▶ [GIVEN EXERCISE]: Pictures stay out of the copy; set down each line of the listing below exactly.

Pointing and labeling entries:
---*---
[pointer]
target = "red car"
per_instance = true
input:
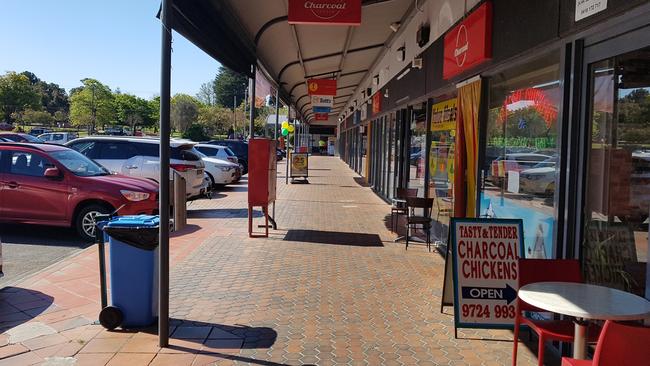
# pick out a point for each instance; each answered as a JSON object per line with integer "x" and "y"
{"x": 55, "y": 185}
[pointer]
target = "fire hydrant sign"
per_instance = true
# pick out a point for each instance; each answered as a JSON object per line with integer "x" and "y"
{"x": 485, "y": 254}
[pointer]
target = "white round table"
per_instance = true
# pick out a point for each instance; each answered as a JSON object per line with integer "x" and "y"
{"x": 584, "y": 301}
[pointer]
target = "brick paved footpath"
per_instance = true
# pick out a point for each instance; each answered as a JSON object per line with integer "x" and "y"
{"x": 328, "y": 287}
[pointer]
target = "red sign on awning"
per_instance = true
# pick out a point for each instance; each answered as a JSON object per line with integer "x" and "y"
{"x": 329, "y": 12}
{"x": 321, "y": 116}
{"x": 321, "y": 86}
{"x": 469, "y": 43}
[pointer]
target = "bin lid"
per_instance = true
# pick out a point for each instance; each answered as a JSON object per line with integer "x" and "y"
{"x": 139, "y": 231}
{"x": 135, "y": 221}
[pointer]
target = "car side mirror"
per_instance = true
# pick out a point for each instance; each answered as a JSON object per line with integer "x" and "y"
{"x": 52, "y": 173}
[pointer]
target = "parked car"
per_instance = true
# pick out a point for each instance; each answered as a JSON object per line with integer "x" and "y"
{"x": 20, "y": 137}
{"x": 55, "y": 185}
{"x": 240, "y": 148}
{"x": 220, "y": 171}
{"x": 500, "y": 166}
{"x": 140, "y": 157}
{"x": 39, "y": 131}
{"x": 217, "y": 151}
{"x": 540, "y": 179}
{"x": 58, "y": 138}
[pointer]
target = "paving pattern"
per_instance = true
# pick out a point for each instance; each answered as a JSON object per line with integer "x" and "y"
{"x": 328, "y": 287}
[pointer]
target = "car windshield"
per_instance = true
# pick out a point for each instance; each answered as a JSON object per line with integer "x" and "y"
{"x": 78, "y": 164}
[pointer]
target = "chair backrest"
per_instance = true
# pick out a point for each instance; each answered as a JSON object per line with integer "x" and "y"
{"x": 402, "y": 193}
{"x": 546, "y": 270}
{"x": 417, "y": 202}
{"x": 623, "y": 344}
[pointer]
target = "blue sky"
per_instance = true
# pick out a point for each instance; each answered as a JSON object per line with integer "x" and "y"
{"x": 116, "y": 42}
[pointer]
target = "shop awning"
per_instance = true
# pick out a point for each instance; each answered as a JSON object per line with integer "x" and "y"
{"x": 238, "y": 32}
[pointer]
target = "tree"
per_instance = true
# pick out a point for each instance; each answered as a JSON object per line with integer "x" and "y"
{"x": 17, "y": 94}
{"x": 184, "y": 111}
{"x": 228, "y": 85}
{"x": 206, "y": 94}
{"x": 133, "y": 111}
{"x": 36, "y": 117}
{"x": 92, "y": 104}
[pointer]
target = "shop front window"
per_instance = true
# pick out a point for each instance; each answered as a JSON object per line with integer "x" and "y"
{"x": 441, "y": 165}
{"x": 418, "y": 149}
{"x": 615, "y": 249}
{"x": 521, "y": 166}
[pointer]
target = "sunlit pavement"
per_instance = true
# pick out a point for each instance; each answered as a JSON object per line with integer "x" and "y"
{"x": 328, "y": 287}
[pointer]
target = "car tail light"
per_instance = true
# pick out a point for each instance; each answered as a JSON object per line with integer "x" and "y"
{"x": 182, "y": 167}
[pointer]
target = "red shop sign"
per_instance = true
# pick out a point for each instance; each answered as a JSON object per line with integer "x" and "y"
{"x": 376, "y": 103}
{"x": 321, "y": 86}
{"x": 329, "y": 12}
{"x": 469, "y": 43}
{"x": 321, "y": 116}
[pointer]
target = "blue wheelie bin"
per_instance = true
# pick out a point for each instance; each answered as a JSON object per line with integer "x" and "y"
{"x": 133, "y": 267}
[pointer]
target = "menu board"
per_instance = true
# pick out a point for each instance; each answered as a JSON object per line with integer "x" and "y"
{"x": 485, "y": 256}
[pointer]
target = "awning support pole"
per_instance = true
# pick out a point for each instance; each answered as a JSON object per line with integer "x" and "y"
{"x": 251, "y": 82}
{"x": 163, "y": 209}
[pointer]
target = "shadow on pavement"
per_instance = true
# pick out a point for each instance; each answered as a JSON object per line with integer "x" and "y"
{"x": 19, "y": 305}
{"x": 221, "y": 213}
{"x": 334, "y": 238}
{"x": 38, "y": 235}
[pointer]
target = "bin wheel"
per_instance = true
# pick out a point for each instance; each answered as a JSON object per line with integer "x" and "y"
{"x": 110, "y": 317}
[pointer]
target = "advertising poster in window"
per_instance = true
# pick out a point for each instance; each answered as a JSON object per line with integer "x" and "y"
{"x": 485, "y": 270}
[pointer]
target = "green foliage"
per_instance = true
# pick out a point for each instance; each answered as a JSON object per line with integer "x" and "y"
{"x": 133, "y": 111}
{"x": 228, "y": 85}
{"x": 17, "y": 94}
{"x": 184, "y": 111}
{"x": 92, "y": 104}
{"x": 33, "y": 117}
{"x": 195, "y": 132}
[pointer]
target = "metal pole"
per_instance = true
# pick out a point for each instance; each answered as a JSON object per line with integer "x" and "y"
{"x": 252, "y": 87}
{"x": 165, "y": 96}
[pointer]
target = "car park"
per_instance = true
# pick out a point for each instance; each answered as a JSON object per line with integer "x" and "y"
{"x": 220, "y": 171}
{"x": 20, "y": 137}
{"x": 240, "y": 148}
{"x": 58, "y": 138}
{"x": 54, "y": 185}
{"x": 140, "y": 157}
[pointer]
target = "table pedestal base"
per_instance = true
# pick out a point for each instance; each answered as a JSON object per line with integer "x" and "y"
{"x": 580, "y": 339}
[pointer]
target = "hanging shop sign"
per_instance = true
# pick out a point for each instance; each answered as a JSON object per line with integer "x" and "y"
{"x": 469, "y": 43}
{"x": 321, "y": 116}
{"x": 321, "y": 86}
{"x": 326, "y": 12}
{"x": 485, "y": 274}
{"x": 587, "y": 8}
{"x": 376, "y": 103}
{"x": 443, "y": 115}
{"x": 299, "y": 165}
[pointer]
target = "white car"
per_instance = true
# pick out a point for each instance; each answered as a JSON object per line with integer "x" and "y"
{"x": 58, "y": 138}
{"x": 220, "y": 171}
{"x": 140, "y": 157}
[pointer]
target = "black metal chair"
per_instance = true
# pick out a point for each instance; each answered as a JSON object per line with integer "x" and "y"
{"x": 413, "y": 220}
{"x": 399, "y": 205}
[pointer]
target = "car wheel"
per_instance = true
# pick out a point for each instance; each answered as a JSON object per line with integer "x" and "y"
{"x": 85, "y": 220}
---*---
▶ [SOLUTION TO THE EXERCISE]:
[pointer]
target = "red car"
per_instance = true
input:
# pick out a point for each instance; each answered as a JSON object per line with integer "x" and "y"
{"x": 55, "y": 185}
[pointer]
target = "fire hydrant sign"
per_instance = true
# pick out a point for each instance; each answered as a JSON object per line with integer "x" and "y"
{"x": 485, "y": 254}
[pointer]
target = "white round table"
per_instance = true
# pick out a point for each instance; each answered as a JSON object per line with integer "x" and "y"
{"x": 584, "y": 301}
[pointer]
target = "brick paved footpath"
per_instance = true
# pick out a point for each instance; each answered as a JSON object per line with integer "x" and "y"
{"x": 328, "y": 287}
[pointer]
target = "red sign on awning"
per_instance = true
# pick out a point for each instance; each answered as a JSON object per line with integer "x" and "y"
{"x": 329, "y": 12}
{"x": 321, "y": 116}
{"x": 321, "y": 86}
{"x": 469, "y": 43}
[pointer]
target = "bin lid"
per_instance = true
# pick out a point for each instance; each answered as a JSON object per line with integer "x" and "y"
{"x": 139, "y": 231}
{"x": 135, "y": 221}
[pointer]
target = "car side mirror"
per_instance = true
# pick out a point for each instance; each answered as a JSON object per line with integer "x" and "y"
{"x": 52, "y": 173}
[pointer]
target = "parked car"
per_instance = true
# pick out a point for each instance; each answered as a JSON object per line with integer "x" and "y"
{"x": 20, "y": 137}
{"x": 55, "y": 185}
{"x": 240, "y": 148}
{"x": 220, "y": 171}
{"x": 500, "y": 166}
{"x": 140, "y": 157}
{"x": 39, "y": 131}
{"x": 217, "y": 151}
{"x": 540, "y": 179}
{"x": 58, "y": 138}
[pointer]
target = "paving pattern"
per_instance = true
# pick out a point for each instance; each answered as a JSON object per line with integer "x" and "y"
{"x": 328, "y": 287}
[pointer]
target = "car windshield"
per_instance = true
# pick out a point for each instance; each answered as a JSON object per line with integer "x" and "y"
{"x": 78, "y": 164}
[pointer]
target = "chair backrest"
per_instance = true
# pick out a point for each instance; each answered as a JSON object per line with integer "x" and "y"
{"x": 402, "y": 193}
{"x": 546, "y": 270}
{"x": 417, "y": 202}
{"x": 623, "y": 344}
[pointer]
target = "blue sky"
per_instance = true
# pick out a point for each instance; each answered as a JSON object per line with integer "x" and "y"
{"x": 116, "y": 42}
[pointer]
target = "shop awning"
per_instance = true
# pick out a point for each instance; each answered as a JSON object per line with integer "x" and "y"
{"x": 238, "y": 32}
[pointer]
target = "tree"
per_instance = true
# pick out a point for each instance; each answered as a JSON object per line with integer "x" and "y"
{"x": 17, "y": 94}
{"x": 184, "y": 111}
{"x": 228, "y": 85}
{"x": 206, "y": 94}
{"x": 133, "y": 111}
{"x": 36, "y": 117}
{"x": 92, "y": 104}
[pointer]
target = "shop front window"
per_instance = true
# pick out a point for each instance; each answered as a JSON object per line with integer "x" and "y"
{"x": 441, "y": 165}
{"x": 418, "y": 149}
{"x": 615, "y": 249}
{"x": 521, "y": 166}
[pointer]
target = "sunlit pavement"
per_instance = true
# pick out a point for each instance; each answered as a JSON object per line with integer "x" and "y"
{"x": 328, "y": 287}
[pointer]
target = "car tail light"
per_instance = true
# pick out a point for each instance; each answered as a JSON object per line with integer "x" and "y"
{"x": 182, "y": 167}
[pointer]
target = "red shop sign"
per_instance = true
# pick out a point for each instance; each answered as a JSON object per line with integer "x" and "y"
{"x": 376, "y": 103}
{"x": 321, "y": 86}
{"x": 329, "y": 12}
{"x": 469, "y": 43}
{"x": 321, "y": 116}
[pointer]
target = "blue wheelie bin"
per_instance = true
# pick out a point for each instance; each answered as a JSON object per line with integer "x" and "y"
{"x": 133, "y": 267}
[pointer]
target = "menu board"
per_instance = true
# pick out a point for each instance; each answered as a JSON object per line with integer "x" and "y"
{"x": 485, "y": 256}
[pointer]
target = "awning support pole"
per_instance = true
# pick out a point for each instance; each answered as a JSON object per line with integer "x" and "y"
{"x": 251, "y": 82}
{"x": 163, "y": 209}
[pointer]
target = "shadow on pavement"
per_instance = true
# pick out a point for each instance; each answered as a JSON object per line with integer "x" and "y"
{"x": 19, "y": 305}
{"x": 221, "y": 213}
{"x": 334, "y": 238}
{"x": 38, "y": 235}
[pointer]
target = "bin wheel"
per_instance = true
# pick out a point for each instance; each answered as a JSON object per line with integer "x" and "y"
{"x": 110, "y": 317}
[pointer]
target = "advertising poster in window"
per_instance = true
# pick out a point for each instance; each answered as a JSON object per line with integer "x" and "y"
{"x": 485, "y": 270}
[pointer]
target = "green foliage"
per_instance = true
# pick out a point for each instance; each answered as a JSON object per line with integer "x" and "y"
{"x": 133, "y": 111}
{"x": 228, "y": 85}
{"x": 17, "y": 94}
{"x": 184, "y": 111}
{"x": 92, "y": 104}
{"x": 33, "y": 117}
{"x": 195, "y": 132}
[pointer]
target = "metal pole"
per_instance = true
# pick out a point for each instance; each answered as a JSON object per line with integer "x" and "y"
{"x": 252, "y": 87}
{"x": 165, "y": 96}
[pointer]
target = "car park"
per_instance = true
# pick out a point for each instance; each answered as a JSON object per line with integer "x" and "y"
{"x": 220, "y": 171}
{"x": 20, "y": 137}
{"x": 240, "y": 148}
{"x": 58, "y": 138}
{"x": 54, "y": 185}
{"x": 140, "y": 157}
[pointer]
target = "table pedestal base"
per_instance = true
# pick out a point for each instance; each answered as a JSON object per line with integer "x" and "y"
{"x": 580, "y": 339}
[pointer]
target = "hanging shop sign"
per_instance = true
# pick out a point for each instance; each answered as a JSON object per line with integer "x" and "y"
{"x": 469, "y": 43}
{"x": 321, "y": 116}
{"x": 321, "y": 86}
{"x": 326, "y": 12}
{"x": 485, "y": 274}
{"x": 587, "y": 8}
{"x": 376, "y": 103}
{"x": 443, "y": 115}
{"x": 299, "y": 165}
[pointer]
target = "white car"
per_instance = true
# pick out a point for each instance; each answered as a JSON object per line with integer "x" and "y"
{"x": 58, "y": 138}
{"x": 220, "y": 171}
{"x": 140, "y": 157}
[pointer]
target = "black metal chair"
per_instance = true
# pick out a point for each instance; each answered as a JSON object per line with integer "x" and "y"
{"x": 413, "y": 220}
{"x": 399, "y": 205}
[pointer]
target = "car wheel"
per_instance = true
# pick out a point for each instance; each answered as a JSON object per line with integer "x" and "y"
{"x": 85, "y": 220}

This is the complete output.